[Your instructions]
Recast all of the material below as a JSON list of strings, with one string per line and blank lines omitted. Leave the pictures out of the answer.
··· Material shown ···
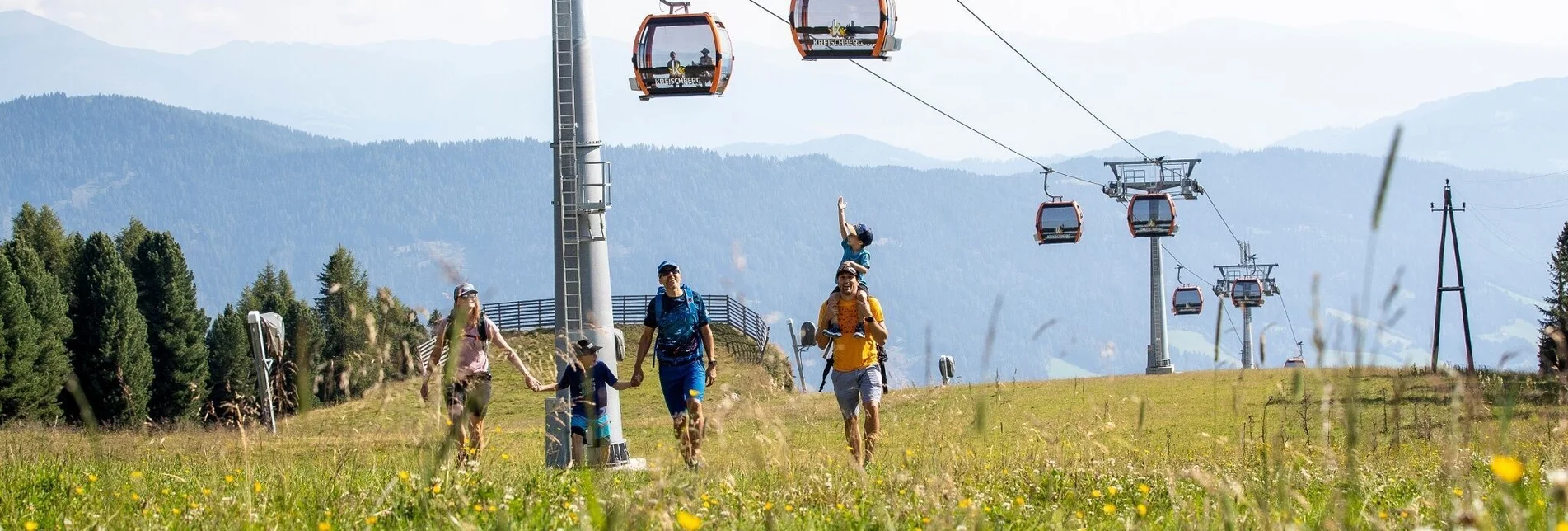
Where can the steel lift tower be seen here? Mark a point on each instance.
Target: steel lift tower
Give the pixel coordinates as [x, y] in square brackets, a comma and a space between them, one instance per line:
[1142, 178]
[1238, 282]
[582, 195]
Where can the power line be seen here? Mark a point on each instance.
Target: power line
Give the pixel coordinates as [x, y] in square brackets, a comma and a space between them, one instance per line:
[1222, 217]
[1052, 82]
[1515, 180]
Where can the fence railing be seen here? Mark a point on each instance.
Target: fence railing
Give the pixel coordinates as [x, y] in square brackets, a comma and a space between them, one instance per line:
[540, 313]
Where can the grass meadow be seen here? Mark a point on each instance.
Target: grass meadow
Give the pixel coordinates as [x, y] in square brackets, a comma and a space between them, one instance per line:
[1260, 449]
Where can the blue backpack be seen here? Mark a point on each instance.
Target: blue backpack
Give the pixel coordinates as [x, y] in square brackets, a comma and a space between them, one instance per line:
[689, 349]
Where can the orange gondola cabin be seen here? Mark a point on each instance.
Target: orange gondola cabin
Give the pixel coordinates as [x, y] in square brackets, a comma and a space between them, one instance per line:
[844, 29]
[1059, 222]
[1151, 215]
[681, 55]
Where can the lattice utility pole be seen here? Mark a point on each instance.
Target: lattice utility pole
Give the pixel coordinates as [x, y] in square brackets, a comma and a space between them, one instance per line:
[1247, 272]
[1154, 176]
[1443, 248]
[583, 308]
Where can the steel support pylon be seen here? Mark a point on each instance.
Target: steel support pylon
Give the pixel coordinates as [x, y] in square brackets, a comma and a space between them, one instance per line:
[583, 308]
[1159, 354]
[1247, 338]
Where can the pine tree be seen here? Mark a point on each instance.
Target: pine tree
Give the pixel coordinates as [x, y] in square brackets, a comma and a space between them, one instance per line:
[109, 349]
[22, 392]
[48, 305]
[176, 329]
[344, 307]
[129, 239]
[231, 381]
[1554, 315]
[41, 230]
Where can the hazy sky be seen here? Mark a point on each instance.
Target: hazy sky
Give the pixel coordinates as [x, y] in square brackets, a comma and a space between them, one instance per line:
[184, 26]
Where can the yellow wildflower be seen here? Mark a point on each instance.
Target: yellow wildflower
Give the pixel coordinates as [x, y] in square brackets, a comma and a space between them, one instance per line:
[687, 520]
[1507, 468]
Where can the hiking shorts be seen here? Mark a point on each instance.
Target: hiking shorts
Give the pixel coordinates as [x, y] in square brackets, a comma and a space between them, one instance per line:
[601, 426]
[682, 382]
[856, 387]
[470, 393]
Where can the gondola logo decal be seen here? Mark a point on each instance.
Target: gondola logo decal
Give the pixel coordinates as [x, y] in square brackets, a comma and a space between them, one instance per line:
[840, 36]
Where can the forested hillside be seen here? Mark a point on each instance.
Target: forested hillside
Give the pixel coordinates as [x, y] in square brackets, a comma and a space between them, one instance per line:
[239, 194]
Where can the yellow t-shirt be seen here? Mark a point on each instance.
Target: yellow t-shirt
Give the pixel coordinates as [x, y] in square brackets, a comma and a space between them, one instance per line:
[849, 350]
···
[Task result]
[
  "Where can the steel lift tower be seen here? Mark a point on each instance.",
  "Target: steel lift tower",
  "Give the pixel coordinates as [x, y] in square brackets, a comma and a space between them, one instance per line:",
  "[1142, 178]",
  "[1238, 282]",
  "[582, 195]",
  "Where can the power line be seen here? Mark a point on each instance.",
  "Target: power line",
  "Give the pixel coordinates as [x, y] in square brackets, a comma and a space between them, one instance per line:",
  "[1222, 217]",
  "[1052, 82]",
  "[1515, 180]",
  "Where can the fence railing be seen here? Mark a point on each instance.",
  "Target: fence railing",
  "Give the pixel coordinates as [x, y] in square brackets, a comma and a space between them, one instance per line:",
  "[540, 313]",
  "Where can the grass meadow be seen here? Mark a point on each instance.",
  "Target: grass meadow",
  "Give the pixel coordinates as [x, y] in square brackets, a comma and a space between them, one instance per line:",
  "[1260, 449]",
  "Where can the blue backpack be seen here? Mark a point on each instance.",
  "Target: blue backpack",
  "Give the pixel coordinates as [x, y] in square brackets, a comma and a space between them, one instance per line:",
  "[689, 349]",
  "Where can the orange gondola cabin be seen here? Mark a point on each instance.",
  "Target: orange gondola cabin",
  "Give the pixel coordinates as [x, y] in square brackets, a comma and a space between them, one instance per line:",
  "[844, 29]",
  "[1059, 222]",
  "[1151, 215]",
  "[681, 55]",
  "Where can the lattice utility pole be seen here? Mark a point on each instance.",
  "Target: lattice utility pole",
  "Give the pixel coordinates as [x, y] in square brackets, a comma and a space between them, one instance per line:",
  "[1247, 272]",
  "[1154, 176]",
  "[1443, 248]",
  "[583, 308]",
  "Where can the steel support pylon be seen here? Mark a point on each instance.",
  "Target: steel support pylon",
  "Give the pixel coordinates as [x, y] in square brackets, a comma and a space between them, one instance per line:",
  "[583, 308]",
  "[1159, 354]",
  "[1247, 338]",
  "Where can the pine tree be seen here? Mark a point on each instance.",
  "Target: pine tree",
  "Give the pixel coordinates as [x, y] in square brackets, a comma and a space between them, one instance per line:",
  "[109, 349]",
  "[22, 392]",
  "[48, 305]",
  "[176, 329]",
  "[344, 307]",
  "[129, 239]",
  "[231, 381]",
  "[1554, 315]",
  "[41, 230]",
  "Where can the hazy sky be seen here? Mark a point on each instance.",
  "Target: hazy sky",
  "Give the pixel coordinates as [x, y] in square brackets, a comma and a space between them, one instance per line:",
  "[184, 26]",
  "Where can the yellow wildflower be seen here? Mark a point on each instance.",
  "Target: yellow wildflower",
  "Give the pixel coordinates as [x, y] in square brackets, a comma and a space between them, one instance per line:",
  "[687, 520]",
  "[1507, 468]",
  "Where can the hiking shorts be seen here? Mark a point on each instance.",
  "Target: hiking shorts",
  "Give the pixel coordinates as [x, y] in square brackets, a comma and a space between them, one instance per line:",
  "[601, 426]",
  "[682, 382]",
  "[856, 387]",
  "[470, 393]",
  "Where can the gondola logo decal be seen here? Mark a point on each instance.",
  "Target: gondola logo decal",
  "Give the pixel coordinates as [x, y] in square brackets, a comma and a space between them, one instance per line:",
  "[840, 36]",
  "Where can the forested hillside be seen here? Mark a point on each instance.",
  "Target: forested hillside",
  "Give the pixel coordinates as [x, y] in square brackets, a comma and a space between them, one instance per line:",
  "[239, 194]",
  "Where can the yellow t-shirt be seen here? Mark a point on each instance.",
  "Target: yellow t-shirt",
  "Give the pixel coordinates as [x, y] in square brackets, a comma and a space between them, one instance per line:",
  "[849, 350]"
]